Drew Barrymore is bringing her TV talk show back to the small screen without writers amid the ongoing Hollywood strikes.
The US entertainment industry has been brought to a halt due to industrial action by the Writers Guild of America and the SAG-AFTRA actors union over issues including pay and conditions and it’s forced many movies and TV series to halt production with the majority of America’s talk shows being shelved while the strike is ongoing.
‘The Drew Barrymore Show’ has been off-air since April due to a break in schedule but the ‘ET’ star has now revealed she’s bringing it back to TV just weeks after she stepped down as host of the MTV Movie and TV Awards to show her support for the strike.
In a post on Instagram, she wrote: “I made a choice to walk away from the MTV, film and television awards because I was the host and it had a direct conflict with what the strike was dealing with which was studios, streamers, film, and television.
“It was also in the first week of the strike and so I did what I thought was the appropriate thing at the time to stand in solidarity with the writers.
......
= EXERCISE 1 =
According to the Drew Barrymore article, since when has "The Drew Barrymore Show" been off-air?
= EXERCISE 2 =
Rewrite the Drew Barrymore article from "The US entertainment" to "strike is ongoing.", changing "pay and conditions" to "wages and working conditions".
= EXERCISE 3 =
Continue the Drew Barrymore article from where it stops.
The entries are separate material, unrelated to the Drew Barrymore article.
......
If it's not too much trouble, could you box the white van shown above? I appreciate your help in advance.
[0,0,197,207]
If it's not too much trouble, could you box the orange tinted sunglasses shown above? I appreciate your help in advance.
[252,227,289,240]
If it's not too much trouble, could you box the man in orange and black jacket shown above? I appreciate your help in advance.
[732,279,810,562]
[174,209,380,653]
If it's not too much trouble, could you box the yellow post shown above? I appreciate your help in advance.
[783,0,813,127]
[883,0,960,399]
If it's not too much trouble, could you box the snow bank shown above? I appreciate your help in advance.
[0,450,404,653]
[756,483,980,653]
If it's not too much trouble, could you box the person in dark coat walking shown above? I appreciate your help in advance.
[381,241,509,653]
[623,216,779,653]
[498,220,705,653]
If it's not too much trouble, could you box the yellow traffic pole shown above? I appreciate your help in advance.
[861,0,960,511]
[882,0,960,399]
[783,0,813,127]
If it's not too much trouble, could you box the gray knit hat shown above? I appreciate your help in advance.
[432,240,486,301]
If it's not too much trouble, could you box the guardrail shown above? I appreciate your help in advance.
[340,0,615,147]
......
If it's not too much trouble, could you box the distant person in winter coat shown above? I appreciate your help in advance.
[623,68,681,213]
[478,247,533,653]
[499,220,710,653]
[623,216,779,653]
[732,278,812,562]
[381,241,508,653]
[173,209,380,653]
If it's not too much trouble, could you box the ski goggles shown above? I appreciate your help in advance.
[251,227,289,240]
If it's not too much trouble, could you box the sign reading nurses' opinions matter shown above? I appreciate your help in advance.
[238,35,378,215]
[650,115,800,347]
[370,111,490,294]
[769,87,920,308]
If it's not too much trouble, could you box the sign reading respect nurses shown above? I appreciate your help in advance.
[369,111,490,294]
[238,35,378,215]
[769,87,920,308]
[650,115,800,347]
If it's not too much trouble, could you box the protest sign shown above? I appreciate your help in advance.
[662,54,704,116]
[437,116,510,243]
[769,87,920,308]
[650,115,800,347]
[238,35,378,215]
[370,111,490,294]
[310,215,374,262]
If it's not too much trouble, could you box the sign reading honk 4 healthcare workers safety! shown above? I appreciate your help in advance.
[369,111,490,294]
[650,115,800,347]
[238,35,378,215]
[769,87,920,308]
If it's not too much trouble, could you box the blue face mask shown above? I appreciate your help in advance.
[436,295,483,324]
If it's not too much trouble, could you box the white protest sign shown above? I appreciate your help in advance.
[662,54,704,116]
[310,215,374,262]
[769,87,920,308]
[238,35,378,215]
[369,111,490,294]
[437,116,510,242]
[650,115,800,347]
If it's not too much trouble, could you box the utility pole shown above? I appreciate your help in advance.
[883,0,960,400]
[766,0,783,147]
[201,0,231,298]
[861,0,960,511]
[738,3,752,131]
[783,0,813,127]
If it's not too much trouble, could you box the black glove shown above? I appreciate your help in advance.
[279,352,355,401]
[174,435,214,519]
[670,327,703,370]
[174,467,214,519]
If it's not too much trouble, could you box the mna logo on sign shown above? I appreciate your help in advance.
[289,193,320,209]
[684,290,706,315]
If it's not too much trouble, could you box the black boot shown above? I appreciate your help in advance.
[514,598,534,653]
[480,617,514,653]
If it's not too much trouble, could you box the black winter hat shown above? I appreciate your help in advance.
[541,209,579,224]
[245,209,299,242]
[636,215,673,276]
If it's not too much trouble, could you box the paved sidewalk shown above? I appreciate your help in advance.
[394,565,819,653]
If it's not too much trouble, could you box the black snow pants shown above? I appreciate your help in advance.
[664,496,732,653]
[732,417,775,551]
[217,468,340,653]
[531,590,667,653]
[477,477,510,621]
......
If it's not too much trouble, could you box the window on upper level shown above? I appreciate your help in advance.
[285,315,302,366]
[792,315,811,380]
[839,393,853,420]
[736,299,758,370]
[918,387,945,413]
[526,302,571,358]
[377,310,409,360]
......
= EXERCISE OUTPUT 1 =
Since April, due to a break in schedule.

= EXERCISE OUTPUT 2 =
The US entertainment industry has been brought to a halt due to industrial action by the Writers Guild of America and the SAG-AFTRA actors union over issues including wages and working conditions and it’s forced many movies and TV series to halt production with the majority of America’s talk shows being shelved while the strike is ongoing.

= EXERCISE OUTPUT 3 =
“And to be clear, our talk show actually wrapped on 20 April so we never had to shut down the show. However, I am also making the choice to come back for the first time in this strike for our show, that may have my name on it but this is bigger than just me.”
Drew went on to insist the show will comply with strike guidelines, adding: “I own this choice. We are in compliance with not discussing or promoting film and television that is struck of any kind,” she revealed. “We launched live in a global pandemic. Our show was built for sensitive times and has only functioned through what the real world is going through in real time. I want to be there to provide what writers do so well, which is a way to bring us together or help us make sense of the human experience.
“I hope for a resolve for everyone as soon as possible. We have navigated difficult times since we first came on air. And so I take a step forward to start season 4 once again with an astute humility.”
A representative for the WGA has since told The Hollywood Reporter the union will picket the show’s studio in New York City from September 11. They said: “The Drew Barrymore Show is a WGA-covered, struck show. It has stayed off the air since the strike began on 2 May, but has now (unfortunately) decided to return without its writers. The Guild has, and will continue to, picket any struck show that continues production for the duration of the strike.”